Information given:

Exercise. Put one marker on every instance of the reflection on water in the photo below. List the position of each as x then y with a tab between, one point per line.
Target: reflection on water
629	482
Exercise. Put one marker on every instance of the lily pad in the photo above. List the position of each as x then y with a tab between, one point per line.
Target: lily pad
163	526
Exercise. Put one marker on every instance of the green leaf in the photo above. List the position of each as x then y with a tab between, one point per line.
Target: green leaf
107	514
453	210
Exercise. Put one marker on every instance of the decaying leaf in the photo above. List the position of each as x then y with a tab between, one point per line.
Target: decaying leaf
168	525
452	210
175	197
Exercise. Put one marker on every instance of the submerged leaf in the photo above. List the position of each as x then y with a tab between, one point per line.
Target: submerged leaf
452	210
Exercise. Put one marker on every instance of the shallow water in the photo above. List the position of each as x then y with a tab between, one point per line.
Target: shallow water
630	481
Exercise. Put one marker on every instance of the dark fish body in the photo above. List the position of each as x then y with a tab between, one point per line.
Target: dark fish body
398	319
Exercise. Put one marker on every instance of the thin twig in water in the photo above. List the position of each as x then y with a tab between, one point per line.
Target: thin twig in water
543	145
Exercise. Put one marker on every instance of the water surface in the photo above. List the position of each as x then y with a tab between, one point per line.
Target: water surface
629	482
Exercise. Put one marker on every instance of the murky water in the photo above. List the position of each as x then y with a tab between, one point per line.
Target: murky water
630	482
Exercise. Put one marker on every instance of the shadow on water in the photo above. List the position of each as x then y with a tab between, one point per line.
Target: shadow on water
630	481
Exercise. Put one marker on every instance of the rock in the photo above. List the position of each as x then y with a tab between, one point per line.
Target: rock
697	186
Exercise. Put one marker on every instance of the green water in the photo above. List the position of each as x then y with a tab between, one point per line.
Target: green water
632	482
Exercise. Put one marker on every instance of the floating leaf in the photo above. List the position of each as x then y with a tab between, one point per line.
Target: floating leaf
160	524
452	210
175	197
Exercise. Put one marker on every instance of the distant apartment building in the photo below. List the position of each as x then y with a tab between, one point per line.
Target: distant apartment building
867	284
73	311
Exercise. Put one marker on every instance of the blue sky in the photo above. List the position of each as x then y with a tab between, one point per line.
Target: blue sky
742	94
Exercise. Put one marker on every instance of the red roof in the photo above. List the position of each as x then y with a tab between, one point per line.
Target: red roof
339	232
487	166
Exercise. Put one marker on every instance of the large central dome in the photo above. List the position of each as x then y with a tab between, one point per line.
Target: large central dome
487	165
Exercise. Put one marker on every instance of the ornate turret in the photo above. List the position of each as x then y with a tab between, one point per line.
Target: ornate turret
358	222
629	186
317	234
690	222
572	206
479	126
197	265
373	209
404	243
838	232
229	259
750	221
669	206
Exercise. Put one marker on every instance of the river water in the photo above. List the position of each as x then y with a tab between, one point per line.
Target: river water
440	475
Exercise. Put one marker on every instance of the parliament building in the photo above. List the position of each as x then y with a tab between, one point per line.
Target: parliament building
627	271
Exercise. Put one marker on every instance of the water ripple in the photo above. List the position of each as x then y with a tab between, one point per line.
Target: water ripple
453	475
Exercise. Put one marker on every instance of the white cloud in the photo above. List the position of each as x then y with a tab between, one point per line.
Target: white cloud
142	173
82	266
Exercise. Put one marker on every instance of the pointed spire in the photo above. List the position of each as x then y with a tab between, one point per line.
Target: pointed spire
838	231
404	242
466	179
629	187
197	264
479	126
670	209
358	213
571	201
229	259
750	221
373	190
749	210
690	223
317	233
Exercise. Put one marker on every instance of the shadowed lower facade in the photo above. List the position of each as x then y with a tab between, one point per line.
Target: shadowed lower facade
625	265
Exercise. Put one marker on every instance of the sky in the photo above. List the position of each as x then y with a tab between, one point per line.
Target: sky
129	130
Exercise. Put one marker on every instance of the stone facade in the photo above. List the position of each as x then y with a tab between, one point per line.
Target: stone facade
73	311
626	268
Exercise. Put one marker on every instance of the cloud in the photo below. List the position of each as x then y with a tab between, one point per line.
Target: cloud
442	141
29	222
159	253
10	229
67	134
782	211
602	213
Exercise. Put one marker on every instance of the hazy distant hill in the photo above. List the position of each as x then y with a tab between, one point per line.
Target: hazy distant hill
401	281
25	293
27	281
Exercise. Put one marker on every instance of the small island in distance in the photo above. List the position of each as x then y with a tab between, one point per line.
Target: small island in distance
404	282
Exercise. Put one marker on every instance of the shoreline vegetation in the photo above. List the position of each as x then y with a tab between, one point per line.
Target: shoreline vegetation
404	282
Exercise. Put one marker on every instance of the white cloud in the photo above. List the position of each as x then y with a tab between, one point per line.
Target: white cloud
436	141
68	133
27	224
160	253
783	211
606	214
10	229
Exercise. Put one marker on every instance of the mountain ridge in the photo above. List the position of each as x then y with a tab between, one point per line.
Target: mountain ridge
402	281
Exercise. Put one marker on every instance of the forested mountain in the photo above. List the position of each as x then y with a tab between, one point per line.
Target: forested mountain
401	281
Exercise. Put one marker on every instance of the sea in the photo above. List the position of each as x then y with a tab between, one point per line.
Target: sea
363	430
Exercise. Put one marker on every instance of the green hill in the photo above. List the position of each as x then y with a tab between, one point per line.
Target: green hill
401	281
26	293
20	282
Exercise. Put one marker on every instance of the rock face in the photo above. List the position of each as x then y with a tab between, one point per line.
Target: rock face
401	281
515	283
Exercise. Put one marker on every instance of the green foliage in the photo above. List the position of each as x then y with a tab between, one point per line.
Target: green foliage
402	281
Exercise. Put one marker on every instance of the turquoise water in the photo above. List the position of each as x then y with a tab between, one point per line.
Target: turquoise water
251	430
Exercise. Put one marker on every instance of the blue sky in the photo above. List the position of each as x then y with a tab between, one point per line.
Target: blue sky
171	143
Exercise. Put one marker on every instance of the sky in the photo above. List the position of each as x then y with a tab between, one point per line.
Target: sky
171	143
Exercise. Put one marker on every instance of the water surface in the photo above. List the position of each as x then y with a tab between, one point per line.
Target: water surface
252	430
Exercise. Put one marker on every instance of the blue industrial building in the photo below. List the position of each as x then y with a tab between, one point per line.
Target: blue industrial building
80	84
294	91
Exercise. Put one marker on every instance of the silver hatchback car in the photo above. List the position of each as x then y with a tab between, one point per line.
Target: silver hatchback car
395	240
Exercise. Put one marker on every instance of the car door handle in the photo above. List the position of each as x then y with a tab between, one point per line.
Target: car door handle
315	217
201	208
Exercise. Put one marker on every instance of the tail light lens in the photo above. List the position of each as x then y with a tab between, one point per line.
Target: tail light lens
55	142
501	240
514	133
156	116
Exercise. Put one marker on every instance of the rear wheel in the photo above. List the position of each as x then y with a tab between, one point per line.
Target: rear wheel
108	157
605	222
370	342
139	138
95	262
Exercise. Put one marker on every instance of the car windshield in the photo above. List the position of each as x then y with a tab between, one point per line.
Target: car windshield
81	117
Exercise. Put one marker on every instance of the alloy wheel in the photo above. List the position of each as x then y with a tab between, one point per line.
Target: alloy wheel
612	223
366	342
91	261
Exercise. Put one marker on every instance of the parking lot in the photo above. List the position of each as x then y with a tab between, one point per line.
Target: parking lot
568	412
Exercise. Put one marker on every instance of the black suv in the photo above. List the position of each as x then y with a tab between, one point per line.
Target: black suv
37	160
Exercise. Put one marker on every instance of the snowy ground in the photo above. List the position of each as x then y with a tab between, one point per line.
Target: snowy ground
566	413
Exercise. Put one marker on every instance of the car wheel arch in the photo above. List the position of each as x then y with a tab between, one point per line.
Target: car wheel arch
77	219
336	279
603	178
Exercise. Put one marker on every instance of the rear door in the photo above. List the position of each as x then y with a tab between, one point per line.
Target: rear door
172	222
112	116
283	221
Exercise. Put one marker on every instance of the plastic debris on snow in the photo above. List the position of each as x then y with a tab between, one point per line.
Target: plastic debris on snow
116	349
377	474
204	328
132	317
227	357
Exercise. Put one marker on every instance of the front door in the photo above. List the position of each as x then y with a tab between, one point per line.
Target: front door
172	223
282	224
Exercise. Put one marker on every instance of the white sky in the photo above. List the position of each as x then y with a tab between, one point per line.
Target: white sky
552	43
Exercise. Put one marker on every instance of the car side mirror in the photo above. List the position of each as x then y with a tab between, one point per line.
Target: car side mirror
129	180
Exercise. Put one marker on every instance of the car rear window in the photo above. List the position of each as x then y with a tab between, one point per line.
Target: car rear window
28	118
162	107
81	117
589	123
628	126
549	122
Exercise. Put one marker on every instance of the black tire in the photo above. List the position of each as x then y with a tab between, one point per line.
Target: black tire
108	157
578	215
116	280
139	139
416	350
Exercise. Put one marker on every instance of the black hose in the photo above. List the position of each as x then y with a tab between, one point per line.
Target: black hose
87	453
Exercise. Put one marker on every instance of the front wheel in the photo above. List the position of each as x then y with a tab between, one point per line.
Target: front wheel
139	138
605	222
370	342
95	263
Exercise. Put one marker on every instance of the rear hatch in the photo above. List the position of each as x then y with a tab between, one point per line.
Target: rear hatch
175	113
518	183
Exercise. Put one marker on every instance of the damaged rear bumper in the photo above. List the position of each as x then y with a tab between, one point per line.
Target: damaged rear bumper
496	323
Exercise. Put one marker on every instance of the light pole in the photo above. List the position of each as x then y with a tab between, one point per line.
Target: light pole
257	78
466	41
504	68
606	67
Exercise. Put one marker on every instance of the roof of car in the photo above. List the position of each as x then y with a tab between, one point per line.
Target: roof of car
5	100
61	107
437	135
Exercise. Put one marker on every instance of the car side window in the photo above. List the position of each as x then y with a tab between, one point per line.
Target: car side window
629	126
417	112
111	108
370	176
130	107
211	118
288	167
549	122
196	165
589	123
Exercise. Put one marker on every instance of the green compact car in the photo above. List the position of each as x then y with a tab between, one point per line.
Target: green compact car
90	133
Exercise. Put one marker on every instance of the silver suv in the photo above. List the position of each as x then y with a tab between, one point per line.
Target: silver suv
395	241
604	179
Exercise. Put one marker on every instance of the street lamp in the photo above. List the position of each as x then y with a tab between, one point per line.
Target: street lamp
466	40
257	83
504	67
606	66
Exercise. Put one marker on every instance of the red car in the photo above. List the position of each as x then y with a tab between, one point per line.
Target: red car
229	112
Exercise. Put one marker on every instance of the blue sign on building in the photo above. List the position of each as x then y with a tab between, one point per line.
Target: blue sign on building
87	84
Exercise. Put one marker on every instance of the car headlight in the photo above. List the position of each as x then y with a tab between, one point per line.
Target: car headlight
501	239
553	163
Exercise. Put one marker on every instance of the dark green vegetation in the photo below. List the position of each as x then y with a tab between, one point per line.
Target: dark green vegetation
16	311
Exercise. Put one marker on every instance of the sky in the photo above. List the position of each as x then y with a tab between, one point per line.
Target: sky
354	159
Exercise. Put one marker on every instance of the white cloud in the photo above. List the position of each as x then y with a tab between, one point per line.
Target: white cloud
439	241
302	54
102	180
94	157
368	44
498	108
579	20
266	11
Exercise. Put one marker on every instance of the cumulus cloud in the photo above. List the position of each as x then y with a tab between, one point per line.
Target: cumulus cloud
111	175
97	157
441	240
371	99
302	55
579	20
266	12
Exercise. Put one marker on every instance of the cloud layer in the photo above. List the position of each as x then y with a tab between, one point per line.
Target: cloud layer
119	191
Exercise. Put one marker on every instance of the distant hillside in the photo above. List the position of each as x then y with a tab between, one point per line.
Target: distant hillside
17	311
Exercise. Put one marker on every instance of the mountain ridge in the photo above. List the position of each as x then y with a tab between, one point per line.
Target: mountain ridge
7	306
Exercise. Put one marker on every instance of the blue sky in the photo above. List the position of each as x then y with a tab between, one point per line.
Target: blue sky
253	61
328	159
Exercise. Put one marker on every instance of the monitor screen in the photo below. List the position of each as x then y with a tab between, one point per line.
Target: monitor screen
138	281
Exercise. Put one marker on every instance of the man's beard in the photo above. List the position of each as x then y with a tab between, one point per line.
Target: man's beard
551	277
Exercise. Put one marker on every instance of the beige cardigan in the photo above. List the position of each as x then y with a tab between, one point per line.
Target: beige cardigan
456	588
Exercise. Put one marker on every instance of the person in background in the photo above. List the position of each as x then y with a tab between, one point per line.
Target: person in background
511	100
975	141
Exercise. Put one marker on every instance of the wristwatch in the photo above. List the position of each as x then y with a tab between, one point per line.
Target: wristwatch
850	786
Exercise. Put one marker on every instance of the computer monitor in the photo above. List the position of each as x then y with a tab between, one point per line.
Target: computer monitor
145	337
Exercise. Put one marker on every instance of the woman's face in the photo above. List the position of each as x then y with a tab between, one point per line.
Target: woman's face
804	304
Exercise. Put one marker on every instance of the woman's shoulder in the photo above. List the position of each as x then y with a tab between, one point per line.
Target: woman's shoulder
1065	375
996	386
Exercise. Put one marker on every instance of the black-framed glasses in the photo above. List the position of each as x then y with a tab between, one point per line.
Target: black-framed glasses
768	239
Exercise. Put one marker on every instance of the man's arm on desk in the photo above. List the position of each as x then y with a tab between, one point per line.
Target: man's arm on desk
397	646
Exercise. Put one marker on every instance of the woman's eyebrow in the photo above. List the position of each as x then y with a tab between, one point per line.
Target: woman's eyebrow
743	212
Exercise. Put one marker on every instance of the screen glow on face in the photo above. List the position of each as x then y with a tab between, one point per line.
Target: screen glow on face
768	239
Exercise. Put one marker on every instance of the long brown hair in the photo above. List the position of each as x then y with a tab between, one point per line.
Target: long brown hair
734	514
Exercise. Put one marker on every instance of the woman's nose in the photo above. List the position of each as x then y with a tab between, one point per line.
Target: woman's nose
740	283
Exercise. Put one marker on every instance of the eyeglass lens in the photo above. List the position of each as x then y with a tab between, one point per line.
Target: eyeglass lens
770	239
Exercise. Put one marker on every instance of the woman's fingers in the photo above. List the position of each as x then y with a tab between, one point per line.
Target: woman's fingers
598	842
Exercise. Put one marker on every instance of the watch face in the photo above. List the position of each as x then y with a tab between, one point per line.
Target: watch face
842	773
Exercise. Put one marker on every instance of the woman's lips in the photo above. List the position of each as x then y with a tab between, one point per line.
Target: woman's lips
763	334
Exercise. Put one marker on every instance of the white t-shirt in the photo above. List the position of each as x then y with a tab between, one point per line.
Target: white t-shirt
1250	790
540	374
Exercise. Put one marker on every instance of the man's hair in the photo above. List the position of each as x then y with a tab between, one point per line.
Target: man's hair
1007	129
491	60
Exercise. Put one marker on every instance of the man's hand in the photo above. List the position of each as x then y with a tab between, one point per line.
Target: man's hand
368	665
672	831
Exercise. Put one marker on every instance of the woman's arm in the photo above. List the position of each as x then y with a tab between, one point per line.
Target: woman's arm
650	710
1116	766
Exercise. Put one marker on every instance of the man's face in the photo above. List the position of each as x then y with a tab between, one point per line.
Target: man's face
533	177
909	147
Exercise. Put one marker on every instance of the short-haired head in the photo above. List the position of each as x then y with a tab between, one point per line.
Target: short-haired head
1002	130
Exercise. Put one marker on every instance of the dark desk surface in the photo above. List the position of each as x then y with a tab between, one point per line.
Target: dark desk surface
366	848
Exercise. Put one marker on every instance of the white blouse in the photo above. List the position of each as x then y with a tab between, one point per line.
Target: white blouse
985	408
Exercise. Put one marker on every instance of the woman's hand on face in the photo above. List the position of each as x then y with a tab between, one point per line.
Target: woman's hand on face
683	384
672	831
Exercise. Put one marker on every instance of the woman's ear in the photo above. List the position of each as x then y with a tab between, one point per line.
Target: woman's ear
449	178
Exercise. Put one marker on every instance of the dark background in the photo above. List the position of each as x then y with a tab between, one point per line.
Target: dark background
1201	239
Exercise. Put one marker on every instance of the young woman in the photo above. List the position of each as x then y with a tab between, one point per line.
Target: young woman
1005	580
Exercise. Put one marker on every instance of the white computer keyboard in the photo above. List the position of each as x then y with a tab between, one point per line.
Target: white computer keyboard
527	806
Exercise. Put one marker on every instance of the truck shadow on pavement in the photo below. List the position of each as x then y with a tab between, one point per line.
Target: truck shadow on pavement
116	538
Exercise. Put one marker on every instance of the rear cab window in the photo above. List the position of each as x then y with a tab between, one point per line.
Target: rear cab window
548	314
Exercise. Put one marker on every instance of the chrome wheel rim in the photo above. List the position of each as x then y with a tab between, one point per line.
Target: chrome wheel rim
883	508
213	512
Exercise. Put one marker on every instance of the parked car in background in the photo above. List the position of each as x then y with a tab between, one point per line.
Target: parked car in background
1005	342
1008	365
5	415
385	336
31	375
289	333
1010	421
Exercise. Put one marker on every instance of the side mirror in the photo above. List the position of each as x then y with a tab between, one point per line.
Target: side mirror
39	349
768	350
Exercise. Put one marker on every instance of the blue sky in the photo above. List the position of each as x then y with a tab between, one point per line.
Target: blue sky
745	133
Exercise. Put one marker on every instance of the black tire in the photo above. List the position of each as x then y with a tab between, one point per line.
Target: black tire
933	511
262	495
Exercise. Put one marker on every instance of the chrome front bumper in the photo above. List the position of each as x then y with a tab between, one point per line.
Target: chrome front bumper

What is needed: Reproduce nothing but the lines from the line containing "Exercise. Put one marker on every instance of the young" to the last line of the data, each exactly as written.

Response:
Exercise. Put one marker on every instance of the young woman in the photo above. List the position of each as x then y with a tab between, one point per line.
Target: young woman
1005	580
Exercise. Put one marker on every instance of the white computer keyboard in the photo above. List the position of each as x then y with a tab between, one point per line.
Target: white computer keyboard
527	806
Exercise. Put one marker on every instance of the truck shadow on pavement in the photo below. List the position of each as x then y with a tab between, one point per line.
Target: truck shadow on pavement
116	538
Exercise. Put one marker on every instance of the rear cab window in the photo above. List the position of each as x then y with a tab between, one point per line.
Target: rear cab window
548	314
Exercise. Put one marker on every instance of the chrome wheel rim in the photo above. List the position of each as x then y with a tab between, one point per line.
Target: chrome wheel rim
883	508
213	512
Exercise. Put one marker on every instance of the parked car in background in the photo above. List the position of each as x then y with a tab between, one point per line.
Target: parked car in background
1005	342
1008	365
5	415
385	336
31	375
289	333
1010	421
Exercise. Put one marker on every instance of the side mirror in the photo above. List the position of each as x then y with a tab between, one point per line.
Target: side mirror
39	349
768	350
Exercise. Put one marker on every instance of the blue sky in the photo above. List the position of each as x then y with a tab between, one point per line.
Target: blue sky
745	133
Exercise. Put one marker on every instance of the black tire in the photo above. List the position of each as x then y with a tab between, one point per line.
Target: black tire
933	511
262	495
Exercise. Put one marker on every instance of the chrome front bumper in the photo above. List the position of each as x then y with a tab between, one point per line.
Target: chrome front bumper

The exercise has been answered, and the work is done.